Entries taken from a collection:
= = = = = = =

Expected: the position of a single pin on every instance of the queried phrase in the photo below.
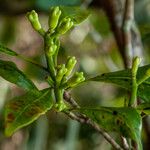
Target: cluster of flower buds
(57, 26)
(54, 15)
(61, 77)
(64, 77)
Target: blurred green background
(95, 48)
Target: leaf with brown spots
(123, 79)
(125, 121)
(23, 110)
(7, 51)
(10, 72)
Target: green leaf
(77, 14)
(7, 51)
(25, 109)
(123, 79)
(125, 121)
(144, 108)
(11, 73)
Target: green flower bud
(135, 64)
(61, 71)
(52, 49)
(64, 25)
(34, 20)
(54, 17)
(77, 78)
(144, 77)
(71, 62)
(50, 81)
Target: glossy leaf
(75, 13)
(44, 5)
(144, 108)
(10, 72)
(7, 51)
(23, 110)
(125, 121)
(123, 79)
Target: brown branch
(85, 120)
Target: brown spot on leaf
(115, 112)
(15, 105)
(10, 118)
(33, 111)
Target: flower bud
(61, 71)
(64, 25)
(71, 61)
(77, 78)
(34, 20)
(54, 17)
(52, 49)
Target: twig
(85, 120)
(126, 29)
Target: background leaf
(123, 79)
(46, 4)
(7, 51)
(125, 121)
(77, 14)
(11, 73)
(23, 110)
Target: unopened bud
(77, 78)
(34, 20)
(54, 18)
(64, 25)
(71, 61)
(61, 71)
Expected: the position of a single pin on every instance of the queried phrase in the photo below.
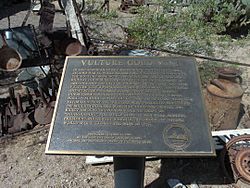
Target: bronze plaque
(136, 106)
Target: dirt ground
(23, 162)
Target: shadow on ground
(205, 171)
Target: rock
(175, 183)
(42, 139)
(3, 157)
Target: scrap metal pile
(36, 57)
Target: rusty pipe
(10, 60)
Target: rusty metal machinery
(235, 159)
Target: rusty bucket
(223, 99)
(10, 59)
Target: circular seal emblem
(177, 137)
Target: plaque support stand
(129, 172)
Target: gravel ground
(24, 164)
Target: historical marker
(131, 106)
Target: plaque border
(212, 152)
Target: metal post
(129, 172)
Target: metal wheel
(80, 4)
(236, 159)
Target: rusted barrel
(10, 59)
(223, 98)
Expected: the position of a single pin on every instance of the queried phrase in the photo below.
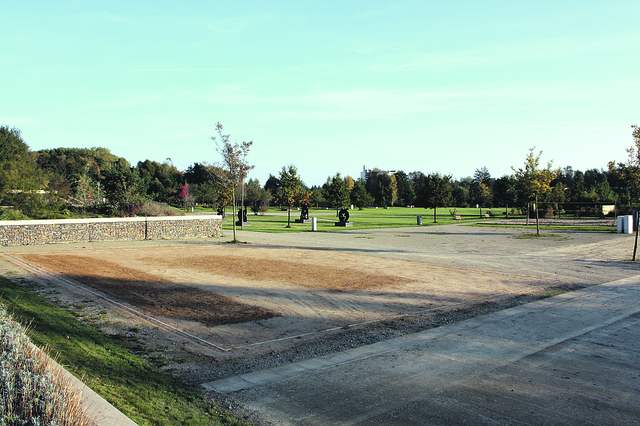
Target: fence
(29, 232)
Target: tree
(316, 196)
(257, 197)
(406, 195)
(505, 192)
(438, 192)
(233, 161)
(338, 193)
(22, 183)
(534, 181)
(290, 186)
(482, 183)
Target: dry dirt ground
(206, 310)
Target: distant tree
(256, 197)
(438, 192)
(273, 186)
(234, 162)
(163, 180)
(383, 187)
(406, 195)
(122, 186)
(482, 183)
(22, 184)
(316, 196)
(534, 181)
(505, 192)
(338, 193)
(462, 192)
(290, 186)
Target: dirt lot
(207, 310)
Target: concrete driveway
(573, 359)
(570, 360)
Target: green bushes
(31, 391)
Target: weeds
(33, 390)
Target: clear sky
(328, 86)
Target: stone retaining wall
(28, 232)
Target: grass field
(275, 220)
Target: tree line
(62, 182)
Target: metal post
(242, 215)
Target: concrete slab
(573, 359)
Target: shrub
(32, 390)
(12, 214)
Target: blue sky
(327, 86)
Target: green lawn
(275, 220)
(108, 366)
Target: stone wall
(28, 232)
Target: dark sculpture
(304, 214)
(343, 215)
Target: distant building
(364, 174)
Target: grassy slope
(135, 387)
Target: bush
(12, 214)
(32, 391)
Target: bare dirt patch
(294, 273)
(152, 293)
(259, 306)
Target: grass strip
(137, 388)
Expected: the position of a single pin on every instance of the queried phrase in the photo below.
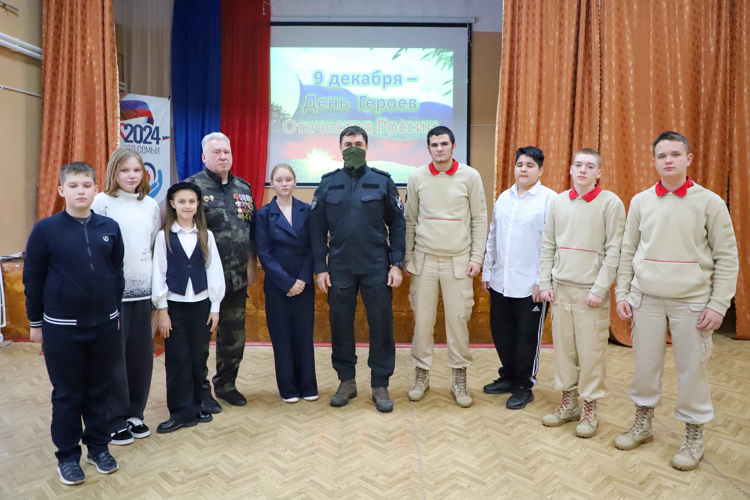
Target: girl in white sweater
(125, 199)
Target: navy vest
(180, 268)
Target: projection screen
(396, 82)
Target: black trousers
(290, 322)
(79, 362)
(183, 351)
(517, 326)
(378, 299)
(131, 381)
(230, 343)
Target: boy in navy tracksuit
(73, 279)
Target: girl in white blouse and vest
(187, 289)
(125, 199)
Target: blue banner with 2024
(144, 127)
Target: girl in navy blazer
(283, 242)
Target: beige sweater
(581, 242)
(446, 214)
(673, 246)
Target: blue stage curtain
(196, 79)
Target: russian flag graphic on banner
(135, 109)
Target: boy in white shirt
(511, 274)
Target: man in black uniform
(355, 204)
(230, 215)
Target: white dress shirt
(511, 264)
(160, 293)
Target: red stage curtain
(246, 87)
(80, 110)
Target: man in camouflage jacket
(230, 214)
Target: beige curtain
(80, 105)
(612, 75)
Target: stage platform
(427, 450)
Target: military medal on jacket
(244, 205)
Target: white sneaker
(691, 452)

= = = = = = =

- Task prompt -
The expected output is every entry above, retyped exactly, with the pictures removed.

- Task answer -
Expected: the position of a single pin on every instance of the queried phrase in the photo below.
Target: cluster of flower buds
(57, 26)
(54, 15)
(61, 77)
(64, 77)
Target: blurred green background
(95, 48)
Target: leaf with brown spots
(123, 79)
(125, 121)
(23, 110)
(7, 51)
(10, 72)
Target: green leaf
(77, 14)
(7, 51)
(25, 109)
(123, 79)
(125, 121)
(144, 108)
(11, 73)
Target: green flower bud
(135, 64)
(61, 71)
(52, 49)
(64, 25)
(34, 20)
(54, 17)
(77, 78)
(144, 77)
(71, 62)
(50, 81)
Target: glossy leaf
(75, 13)
(44, 5)
(144, 108)
(10, 72)
(7, 51)
(23, 110)
(125, 121)
(123, 79)
Target: brown branch
(85, 120)
Target: brown spot on leaf
(115, 112)
(15, 105)
(10, 118)
(33, 111)
Target: flower bud
(61, 71)
(64, 25)
(71, 61)
(77, 78)
(34, 20)
(54, 17)
(52, 49)
Target: twig
(85, 120)
(126, 29)
Target: background leaf
(123, 79)
(46, 4)
(7, 51)
(125, 121)
(77, 14)
(11, 73)
(23, 110)
Target: unopened bud
(77, 78)
(34, 20)
(54, 18)
(64, 25)
(71, 61)
(61, 71)
Expected: the position of a single pin on every instance of the queried phrase in the photo below.
Target: bronze plaque
(136, 106)
Target: dirt ground
(23, 162)
Target: shadow on ground
(205, 171)
Target: rock
(175, 183)
(42, 139)
(3, 157)
Target: scrap metal pile
(36, 57)
Target: rusty pipe
(10, 60)
Target: rusty metal machinery
(235, 159)
Target: rusty bucket
(223, 99)
(10, 59)
Target: circular seal emblem
(177, 137)
Target: plaque support stand
(129, 172)
Target: gravel ground
(24, 164)
Target: historical marker
(131, 106)
Target: plaque border
(212, 152)
Target: metal post
(129, 172)
Target: metal wheel
(80, 4)
(236, 159)
Target: rusted barrel
(10, 59)
(223, 98)
Expected: the position of a single pin on every instance of the queried phrase in the photo below.
Target: fence
(29, 232)
Target: tree
(316, 196)
(257, 197)
(406, 195)
(505, 192)
(438, 192)
(233, 161)
(338, 193)
(22, 183)
(534, 181)
(290, 186)
(482, 183)
Target: dry dirt ground
(206, 310)
Target: distant tree
(256, 197)
(438, 192)
(273, 186)
(234, 162)
(163, 180)
(383, 187)
(406, 195)
(122, 186)
(482, 183)
(22, 184)
(316, 196)
(534, 181)
(505, 192)
(338, 193)
(462, 192)
(290, 186)
Target: dirt lot
(207, 310)
Target: concrete driveway
(573, 359)
(570, 360)
Target: green bushes
(31, 391)
Target: weeds
(33, 390)
Target: clear sky
(328, 86)
Target: stone retaining wall
(28, 232)
Target: grass field
(275, 220)
Target: tree line
(62, 182)
Target: metal post
(242, 215)
Target: concrete slab
(573, 359)
Target: shrub
(32, 390)
(12, 214)
Target: blue sky
(327, 86)
Target: green lawn
(275, 220)
(108, 366)
Target: stone wall
(28, 232)
Target: dark sculpture
(304, 214)
(343, 215)
Target: distant building
(364, 174)
Target: grassy slope
(135, 387)
Target: bush
(12, 214)
(32, 391)
Target: bare dirt patch
(294, 273)
(152, 293)
(259, 306)
Target: grass strip
(137, 388)
Expected: the position of a single pin on every instance of the queried phrase in the photo below.
Target: girl in white sweater
(125, 199)
Target: navy vest
(180, 268)
Target: projection screen
(396, 82)
Target: black trousers
(290, 322)
(79, 362)
(183, 351)
(517, 326)
(378, 299)
(131, 381)
(230, 343)
Target: boy in navy tracksuit
(73, 279)
Target: girl in white blouse and vest
(187, 289)
(125, 199)
Target: blue banner with 2024
(144, 127)
Target: girl in navy blazer
(283, 242)
Target: beige sweater
(581, 242)
(446, 214)
(673, 246)
Target: blue stage curtain
(196, 79)
Target: russian flag graphic on banner
(135, 109)
Target: boy in white shirt
(511, 274)
Target: man in black uniform
(355, 204)
(230, 215)
Target: white dress shirt
(511, 264)
(160, 293)
Target: red stage curtain
(246, 87)
(80, 110)
Target: man in camouflage jacket
(230, 214)
Target: beige curtain
(80, 105)
(612, 75)
Target: stage platform
(427, 450)
Target: military medal on jacket
(244, 205)
Target: white sneaker
(691, 452)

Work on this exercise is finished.